PROVIDED PASSAGE:
○ ○ ○
# Equipment?



## Abbey (Nov 29, 2012)

I don't know if anyone on this forum has bought from any hog equipment suppliers but I am looking for a good company to go through in the Northeast states. I am looking for hog panels, feeders, and a ramp. Possibly a holding pen/chute. Having trouble locating hog farmers that can recommend anyone.


----------



## ourflockof4 (Nov 30, 2012)

Have you done a Google search yet? Most farm store will have panels. If you are looking for a truck load of them though then that would open you up to talking directly to manufacturers. For feeders though I would look at Farmtek, maybe find an Osborne dealer? Local feed store?

I'm assming your only looking for a couple and not enough for a new 5,000 head building? Your probably not going to find a local company that has everything you are looking for. All of my feeders have come from local farm auctions, I make my waterers with nipples from the local farm store and Farmtek, and got my panels from the farm store also.
○ ○ ○
Pointing entries:
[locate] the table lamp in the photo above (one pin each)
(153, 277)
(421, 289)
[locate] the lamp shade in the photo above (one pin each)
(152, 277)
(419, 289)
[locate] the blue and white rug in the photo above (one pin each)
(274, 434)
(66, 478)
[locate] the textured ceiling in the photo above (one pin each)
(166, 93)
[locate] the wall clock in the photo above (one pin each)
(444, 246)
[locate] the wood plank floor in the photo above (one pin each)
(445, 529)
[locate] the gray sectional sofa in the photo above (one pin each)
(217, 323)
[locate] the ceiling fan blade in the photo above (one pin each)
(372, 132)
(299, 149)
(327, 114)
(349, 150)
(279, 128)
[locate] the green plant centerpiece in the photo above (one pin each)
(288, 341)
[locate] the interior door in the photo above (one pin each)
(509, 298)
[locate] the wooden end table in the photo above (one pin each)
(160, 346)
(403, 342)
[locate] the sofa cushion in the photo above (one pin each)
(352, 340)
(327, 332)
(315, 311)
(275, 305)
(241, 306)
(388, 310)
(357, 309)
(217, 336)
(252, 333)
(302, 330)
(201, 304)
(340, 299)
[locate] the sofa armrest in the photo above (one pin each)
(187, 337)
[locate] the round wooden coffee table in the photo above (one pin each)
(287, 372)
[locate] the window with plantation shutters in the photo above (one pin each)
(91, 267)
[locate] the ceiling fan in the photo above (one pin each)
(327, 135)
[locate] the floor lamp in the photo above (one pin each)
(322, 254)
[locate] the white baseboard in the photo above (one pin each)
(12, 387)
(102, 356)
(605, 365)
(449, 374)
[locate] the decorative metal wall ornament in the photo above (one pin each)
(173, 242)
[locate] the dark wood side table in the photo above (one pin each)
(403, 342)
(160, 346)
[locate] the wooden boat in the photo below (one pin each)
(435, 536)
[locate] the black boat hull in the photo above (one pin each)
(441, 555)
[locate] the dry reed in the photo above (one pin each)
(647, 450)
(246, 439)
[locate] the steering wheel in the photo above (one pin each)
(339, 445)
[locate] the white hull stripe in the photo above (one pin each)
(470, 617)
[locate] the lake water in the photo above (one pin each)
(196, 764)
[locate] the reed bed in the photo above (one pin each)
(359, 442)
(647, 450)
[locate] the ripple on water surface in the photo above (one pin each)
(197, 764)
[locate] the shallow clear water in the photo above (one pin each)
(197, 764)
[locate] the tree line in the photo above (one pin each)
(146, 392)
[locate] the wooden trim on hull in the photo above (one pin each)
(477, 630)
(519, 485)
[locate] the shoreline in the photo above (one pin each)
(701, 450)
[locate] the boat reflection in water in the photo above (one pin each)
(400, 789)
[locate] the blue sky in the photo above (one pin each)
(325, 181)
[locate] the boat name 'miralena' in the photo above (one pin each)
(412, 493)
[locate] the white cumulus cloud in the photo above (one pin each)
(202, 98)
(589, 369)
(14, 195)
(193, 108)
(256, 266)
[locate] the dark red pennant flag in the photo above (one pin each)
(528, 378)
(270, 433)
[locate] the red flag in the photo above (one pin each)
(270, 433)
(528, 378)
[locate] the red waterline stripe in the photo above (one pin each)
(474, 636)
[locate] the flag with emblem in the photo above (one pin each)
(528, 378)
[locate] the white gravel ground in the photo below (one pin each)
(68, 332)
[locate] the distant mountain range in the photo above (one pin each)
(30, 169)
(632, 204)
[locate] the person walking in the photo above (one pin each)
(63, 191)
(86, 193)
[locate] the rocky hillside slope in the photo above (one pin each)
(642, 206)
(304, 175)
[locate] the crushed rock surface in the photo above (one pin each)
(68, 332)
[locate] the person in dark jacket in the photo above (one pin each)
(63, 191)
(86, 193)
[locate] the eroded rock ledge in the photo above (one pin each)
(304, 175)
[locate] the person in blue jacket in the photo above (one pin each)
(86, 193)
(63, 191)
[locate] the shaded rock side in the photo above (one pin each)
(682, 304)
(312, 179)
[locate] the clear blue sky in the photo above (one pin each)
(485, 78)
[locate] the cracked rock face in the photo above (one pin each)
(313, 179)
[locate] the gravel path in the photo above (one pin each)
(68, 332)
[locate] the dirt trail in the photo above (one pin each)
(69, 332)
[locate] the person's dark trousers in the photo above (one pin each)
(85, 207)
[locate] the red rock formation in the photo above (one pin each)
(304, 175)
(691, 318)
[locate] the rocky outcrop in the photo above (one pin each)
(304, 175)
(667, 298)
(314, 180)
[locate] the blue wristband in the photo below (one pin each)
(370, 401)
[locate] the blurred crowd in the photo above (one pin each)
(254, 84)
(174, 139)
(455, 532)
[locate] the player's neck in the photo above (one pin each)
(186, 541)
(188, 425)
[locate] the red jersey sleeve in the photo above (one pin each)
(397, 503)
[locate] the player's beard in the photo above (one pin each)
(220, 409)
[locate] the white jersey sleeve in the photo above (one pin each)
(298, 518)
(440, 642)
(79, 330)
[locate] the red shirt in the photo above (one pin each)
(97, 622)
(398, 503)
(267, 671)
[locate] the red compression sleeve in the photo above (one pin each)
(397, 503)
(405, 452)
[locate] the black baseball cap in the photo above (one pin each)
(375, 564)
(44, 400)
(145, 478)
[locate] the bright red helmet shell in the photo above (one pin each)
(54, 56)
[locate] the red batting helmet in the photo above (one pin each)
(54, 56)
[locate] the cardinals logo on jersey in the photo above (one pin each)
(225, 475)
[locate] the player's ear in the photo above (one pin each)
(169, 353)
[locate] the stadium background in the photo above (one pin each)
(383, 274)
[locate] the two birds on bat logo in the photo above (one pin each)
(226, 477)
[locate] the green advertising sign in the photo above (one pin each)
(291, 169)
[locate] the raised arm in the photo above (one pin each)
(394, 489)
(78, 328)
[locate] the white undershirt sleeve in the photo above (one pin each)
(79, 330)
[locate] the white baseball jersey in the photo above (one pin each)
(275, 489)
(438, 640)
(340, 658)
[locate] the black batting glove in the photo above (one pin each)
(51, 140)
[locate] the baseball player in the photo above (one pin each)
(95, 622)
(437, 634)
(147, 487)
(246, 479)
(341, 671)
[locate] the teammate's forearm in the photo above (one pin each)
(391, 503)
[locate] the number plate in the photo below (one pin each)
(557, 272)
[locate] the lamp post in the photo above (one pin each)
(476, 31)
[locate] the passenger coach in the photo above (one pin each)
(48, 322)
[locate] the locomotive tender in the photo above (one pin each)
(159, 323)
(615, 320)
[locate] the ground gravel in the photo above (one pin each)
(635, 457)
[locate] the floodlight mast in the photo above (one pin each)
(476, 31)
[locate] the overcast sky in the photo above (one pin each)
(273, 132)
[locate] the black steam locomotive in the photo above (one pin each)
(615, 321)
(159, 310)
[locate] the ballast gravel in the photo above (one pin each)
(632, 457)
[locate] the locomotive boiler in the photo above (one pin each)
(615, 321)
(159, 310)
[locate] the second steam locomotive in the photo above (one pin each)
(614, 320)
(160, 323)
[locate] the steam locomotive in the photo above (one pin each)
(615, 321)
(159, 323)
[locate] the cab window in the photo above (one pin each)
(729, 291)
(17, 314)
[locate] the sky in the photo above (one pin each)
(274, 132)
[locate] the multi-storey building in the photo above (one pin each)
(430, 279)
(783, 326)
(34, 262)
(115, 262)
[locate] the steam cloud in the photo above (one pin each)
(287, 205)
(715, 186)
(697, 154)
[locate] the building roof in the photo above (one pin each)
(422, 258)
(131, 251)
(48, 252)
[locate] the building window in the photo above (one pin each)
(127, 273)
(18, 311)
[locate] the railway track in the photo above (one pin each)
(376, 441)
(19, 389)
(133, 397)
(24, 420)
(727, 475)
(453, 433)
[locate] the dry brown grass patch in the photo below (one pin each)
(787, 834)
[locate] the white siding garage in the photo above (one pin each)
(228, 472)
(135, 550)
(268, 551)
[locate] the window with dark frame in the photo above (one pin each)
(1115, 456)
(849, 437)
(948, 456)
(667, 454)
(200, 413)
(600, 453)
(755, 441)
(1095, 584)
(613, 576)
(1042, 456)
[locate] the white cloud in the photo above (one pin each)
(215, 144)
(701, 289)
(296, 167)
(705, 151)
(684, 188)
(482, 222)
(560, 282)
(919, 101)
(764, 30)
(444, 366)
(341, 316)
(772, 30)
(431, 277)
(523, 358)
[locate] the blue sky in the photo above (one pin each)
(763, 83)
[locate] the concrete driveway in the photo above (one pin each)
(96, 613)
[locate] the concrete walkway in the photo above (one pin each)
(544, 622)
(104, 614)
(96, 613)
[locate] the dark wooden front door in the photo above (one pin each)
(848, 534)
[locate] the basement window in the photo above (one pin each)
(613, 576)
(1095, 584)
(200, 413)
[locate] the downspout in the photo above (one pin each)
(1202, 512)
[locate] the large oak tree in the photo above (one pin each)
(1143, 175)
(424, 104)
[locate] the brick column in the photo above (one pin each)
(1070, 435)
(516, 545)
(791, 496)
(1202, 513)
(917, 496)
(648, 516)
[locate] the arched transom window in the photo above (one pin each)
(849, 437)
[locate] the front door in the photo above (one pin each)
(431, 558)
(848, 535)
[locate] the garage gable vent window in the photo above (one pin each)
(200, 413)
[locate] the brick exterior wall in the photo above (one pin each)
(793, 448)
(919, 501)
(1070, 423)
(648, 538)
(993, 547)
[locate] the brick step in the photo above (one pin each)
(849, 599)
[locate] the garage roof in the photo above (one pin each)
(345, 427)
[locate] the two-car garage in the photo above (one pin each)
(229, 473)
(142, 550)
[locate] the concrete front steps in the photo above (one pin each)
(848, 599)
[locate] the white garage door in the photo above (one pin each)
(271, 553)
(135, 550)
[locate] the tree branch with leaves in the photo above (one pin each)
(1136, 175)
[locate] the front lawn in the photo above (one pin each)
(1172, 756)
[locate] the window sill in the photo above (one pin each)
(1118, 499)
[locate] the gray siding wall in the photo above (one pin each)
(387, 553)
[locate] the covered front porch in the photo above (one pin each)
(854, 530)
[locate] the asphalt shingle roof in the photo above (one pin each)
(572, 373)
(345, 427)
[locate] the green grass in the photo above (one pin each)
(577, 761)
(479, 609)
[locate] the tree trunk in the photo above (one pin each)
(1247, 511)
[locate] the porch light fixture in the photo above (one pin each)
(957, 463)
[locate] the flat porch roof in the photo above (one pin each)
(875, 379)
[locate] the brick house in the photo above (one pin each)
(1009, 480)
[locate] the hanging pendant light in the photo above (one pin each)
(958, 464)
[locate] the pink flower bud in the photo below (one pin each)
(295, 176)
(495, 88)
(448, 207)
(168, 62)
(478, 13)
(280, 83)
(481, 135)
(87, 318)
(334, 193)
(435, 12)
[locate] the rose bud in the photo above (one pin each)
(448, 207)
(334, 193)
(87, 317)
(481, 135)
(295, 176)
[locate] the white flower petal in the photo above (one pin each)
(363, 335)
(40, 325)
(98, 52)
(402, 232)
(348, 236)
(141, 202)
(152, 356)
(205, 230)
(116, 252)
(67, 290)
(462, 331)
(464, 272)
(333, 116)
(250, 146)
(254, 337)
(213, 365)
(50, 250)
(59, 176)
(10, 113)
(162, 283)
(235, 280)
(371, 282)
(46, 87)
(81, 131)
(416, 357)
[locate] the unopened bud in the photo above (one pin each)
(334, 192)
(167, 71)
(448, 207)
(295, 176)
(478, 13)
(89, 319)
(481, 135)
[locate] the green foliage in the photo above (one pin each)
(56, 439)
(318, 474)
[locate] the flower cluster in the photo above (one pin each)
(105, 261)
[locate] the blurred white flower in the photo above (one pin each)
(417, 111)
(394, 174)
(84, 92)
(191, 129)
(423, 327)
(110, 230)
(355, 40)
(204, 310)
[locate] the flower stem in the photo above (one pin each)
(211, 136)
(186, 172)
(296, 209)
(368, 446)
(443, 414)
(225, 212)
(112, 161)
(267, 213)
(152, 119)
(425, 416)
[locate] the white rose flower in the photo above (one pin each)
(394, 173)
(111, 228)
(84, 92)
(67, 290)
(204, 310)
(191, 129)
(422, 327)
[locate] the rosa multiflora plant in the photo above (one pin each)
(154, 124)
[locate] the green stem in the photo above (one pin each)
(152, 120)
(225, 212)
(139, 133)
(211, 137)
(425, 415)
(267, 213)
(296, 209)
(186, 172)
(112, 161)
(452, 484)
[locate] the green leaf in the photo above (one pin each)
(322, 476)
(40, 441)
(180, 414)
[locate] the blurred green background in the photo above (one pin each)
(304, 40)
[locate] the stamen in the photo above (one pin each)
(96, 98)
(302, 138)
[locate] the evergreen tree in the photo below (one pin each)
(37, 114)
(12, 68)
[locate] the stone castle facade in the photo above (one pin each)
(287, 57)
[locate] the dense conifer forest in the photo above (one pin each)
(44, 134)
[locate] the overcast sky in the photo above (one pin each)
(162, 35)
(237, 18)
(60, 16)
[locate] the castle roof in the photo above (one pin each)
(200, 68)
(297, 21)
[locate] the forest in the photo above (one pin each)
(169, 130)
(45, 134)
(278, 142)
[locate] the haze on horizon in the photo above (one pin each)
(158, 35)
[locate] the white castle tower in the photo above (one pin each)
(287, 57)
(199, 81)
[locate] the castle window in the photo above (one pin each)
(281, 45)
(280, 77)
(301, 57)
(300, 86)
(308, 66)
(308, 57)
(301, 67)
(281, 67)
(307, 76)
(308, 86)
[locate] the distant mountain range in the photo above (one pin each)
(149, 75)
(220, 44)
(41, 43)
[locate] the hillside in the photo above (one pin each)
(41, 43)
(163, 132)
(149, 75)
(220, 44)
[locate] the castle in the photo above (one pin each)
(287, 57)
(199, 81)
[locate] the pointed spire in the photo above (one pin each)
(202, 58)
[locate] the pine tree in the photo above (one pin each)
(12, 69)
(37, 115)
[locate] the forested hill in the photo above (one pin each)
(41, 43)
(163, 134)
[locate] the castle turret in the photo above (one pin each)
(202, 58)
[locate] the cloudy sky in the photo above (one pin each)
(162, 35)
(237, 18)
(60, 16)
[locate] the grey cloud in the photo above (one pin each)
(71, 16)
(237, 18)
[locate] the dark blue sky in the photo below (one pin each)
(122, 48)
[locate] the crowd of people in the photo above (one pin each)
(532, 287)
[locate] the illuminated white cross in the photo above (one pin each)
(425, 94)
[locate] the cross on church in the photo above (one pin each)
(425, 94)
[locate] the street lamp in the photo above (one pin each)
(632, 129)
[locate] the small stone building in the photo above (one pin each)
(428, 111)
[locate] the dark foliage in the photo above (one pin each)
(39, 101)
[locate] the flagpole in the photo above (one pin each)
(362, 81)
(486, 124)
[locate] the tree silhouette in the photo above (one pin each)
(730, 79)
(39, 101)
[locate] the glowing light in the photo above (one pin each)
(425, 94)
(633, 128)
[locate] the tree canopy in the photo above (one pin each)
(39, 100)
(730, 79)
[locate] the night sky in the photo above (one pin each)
○ ○ ○
Reproduce the whole forum thread on hog equipment from above, word for word.

COMPLETED TASK:
# Equipment?



## Abbey (Nov 29, 2012)

I don't know if anyone on this forum has bought from any hog equipment suppliers but I am looking for a good company to go through in the Northeast states. I am looking for hog panels, feeders, and a ramp. Possibly a holding pen/chute. Having trouble locating hog farmers that can recommend anyone.


----------



## ourflockof4 (Nov 30, 2012)

Have you done a Google search yet? Most farm store will have panels. If you are looking for a truck load of them though then that would open you up to talking directly to manufacturers. For feeders though I would look at Farmtek, maybe find an Osborne dealer? Local feed store?

I'm assming your only looking for a couple and not enough for a new 5,000 head building? Your probably not going to find a local company that has everything you are looking for. All of my feeders have come from local farm auctions, I make my waterers with nipples from the local farm store and Farmtek, and got my panels from the farm store also.